* _WHAT YOU HAVE TO DO_:
Set down exactly the lines from the one containing "compact shape [318,408]." through the end of the records below, both included, and nothing else.

— start of RECORDS SUPPLIED —

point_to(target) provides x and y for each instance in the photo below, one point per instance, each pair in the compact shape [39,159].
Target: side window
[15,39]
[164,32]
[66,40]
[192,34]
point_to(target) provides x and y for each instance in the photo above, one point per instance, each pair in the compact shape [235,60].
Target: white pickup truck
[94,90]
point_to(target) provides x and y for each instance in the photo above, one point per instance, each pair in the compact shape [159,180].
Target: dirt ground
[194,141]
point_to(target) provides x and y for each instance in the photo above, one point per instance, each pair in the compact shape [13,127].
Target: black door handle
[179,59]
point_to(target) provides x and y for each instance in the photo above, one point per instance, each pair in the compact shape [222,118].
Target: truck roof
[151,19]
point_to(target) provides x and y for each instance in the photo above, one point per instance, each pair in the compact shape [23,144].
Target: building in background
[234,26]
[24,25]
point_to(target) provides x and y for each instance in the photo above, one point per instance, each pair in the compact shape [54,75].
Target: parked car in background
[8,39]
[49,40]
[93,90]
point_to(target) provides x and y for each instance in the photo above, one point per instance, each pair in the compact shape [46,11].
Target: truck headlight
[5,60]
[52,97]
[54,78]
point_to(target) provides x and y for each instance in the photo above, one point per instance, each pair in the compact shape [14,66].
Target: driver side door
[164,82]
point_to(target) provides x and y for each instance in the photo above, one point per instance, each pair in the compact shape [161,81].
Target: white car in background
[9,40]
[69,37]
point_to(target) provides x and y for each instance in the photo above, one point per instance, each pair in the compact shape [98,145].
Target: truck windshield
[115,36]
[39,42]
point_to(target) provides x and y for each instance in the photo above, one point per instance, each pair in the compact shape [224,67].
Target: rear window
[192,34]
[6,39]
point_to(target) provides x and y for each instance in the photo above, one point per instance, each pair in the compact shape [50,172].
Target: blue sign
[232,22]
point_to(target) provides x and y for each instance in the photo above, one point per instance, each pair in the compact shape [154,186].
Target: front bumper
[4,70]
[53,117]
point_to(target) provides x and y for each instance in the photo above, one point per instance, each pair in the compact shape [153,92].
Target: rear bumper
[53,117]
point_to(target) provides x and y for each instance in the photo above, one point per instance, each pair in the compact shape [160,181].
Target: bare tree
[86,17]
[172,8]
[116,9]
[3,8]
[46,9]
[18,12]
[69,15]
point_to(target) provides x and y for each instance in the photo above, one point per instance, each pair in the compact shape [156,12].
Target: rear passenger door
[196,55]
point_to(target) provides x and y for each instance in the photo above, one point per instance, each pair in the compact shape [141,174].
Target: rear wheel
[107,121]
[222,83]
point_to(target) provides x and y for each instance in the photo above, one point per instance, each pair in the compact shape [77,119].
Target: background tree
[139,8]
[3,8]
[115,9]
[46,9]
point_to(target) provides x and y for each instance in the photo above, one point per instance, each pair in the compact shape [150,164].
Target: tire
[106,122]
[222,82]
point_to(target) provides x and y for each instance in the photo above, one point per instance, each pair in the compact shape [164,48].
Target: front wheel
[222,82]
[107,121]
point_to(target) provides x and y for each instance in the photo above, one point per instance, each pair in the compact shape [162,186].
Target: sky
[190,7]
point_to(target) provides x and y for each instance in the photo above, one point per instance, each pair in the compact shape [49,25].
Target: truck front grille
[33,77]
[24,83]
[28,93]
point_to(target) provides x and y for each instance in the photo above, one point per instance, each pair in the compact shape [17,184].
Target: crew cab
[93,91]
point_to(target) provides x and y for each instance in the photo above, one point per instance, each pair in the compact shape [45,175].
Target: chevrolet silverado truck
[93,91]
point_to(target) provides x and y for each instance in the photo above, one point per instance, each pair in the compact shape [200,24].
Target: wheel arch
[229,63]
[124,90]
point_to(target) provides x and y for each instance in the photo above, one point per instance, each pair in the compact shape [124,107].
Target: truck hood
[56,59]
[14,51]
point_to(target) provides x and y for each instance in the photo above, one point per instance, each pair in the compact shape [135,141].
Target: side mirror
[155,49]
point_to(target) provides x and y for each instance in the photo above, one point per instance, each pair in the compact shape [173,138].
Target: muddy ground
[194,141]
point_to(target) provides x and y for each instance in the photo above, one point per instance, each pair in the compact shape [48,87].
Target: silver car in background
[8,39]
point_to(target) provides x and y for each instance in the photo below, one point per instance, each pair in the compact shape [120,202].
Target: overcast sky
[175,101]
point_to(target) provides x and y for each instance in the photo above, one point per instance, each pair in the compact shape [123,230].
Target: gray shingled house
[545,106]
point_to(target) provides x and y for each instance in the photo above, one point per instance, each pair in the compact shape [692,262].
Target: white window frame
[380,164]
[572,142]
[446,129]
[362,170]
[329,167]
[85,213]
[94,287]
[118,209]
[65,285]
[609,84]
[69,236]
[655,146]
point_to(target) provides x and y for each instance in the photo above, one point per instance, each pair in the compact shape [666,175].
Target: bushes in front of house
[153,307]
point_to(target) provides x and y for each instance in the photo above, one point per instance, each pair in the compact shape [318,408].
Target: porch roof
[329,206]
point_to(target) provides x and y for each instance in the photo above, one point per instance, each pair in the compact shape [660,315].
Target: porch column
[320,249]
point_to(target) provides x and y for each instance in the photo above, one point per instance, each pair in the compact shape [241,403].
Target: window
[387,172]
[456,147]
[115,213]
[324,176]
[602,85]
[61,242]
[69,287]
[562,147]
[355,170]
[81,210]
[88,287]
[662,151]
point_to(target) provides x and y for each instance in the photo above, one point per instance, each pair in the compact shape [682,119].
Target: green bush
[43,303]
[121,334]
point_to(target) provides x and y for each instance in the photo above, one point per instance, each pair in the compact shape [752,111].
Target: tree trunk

— end of RECORDS SUPPLIED —

* _WRITTEN RESPONSE_:
point_to(target) provides x and y for each instance in the photo above, one point per instance, each pair in the compact shape [318,408].
Target: porch roof
[329,206]
point_to(target) provides x and y for each instance in the photo above, one point per instance, each pair in the compact shape [660,315].
Target: porch column
[320,249]
point_to(target) provides x and y for each instance in the photo above, one point per instance, each pair in the compact shape [241,403].
Target: window
[387,172]
[456,147]
[115,213]
[324,176]
[602,85]
[61,242]
[69,287]
[562,147]
[355,170]
[81,210]
[88,287]
[662,151]
point_to(target) provides x and y for each instance in the photo above, one point per instance, each pair in the compact shape [682,119].
Target: green bush
[43,303]
[121,334]
point_to(target) provides x and y for each instance in the photo above, one point per instance, each pair in the compact shape [752,111].
Target: tree trunk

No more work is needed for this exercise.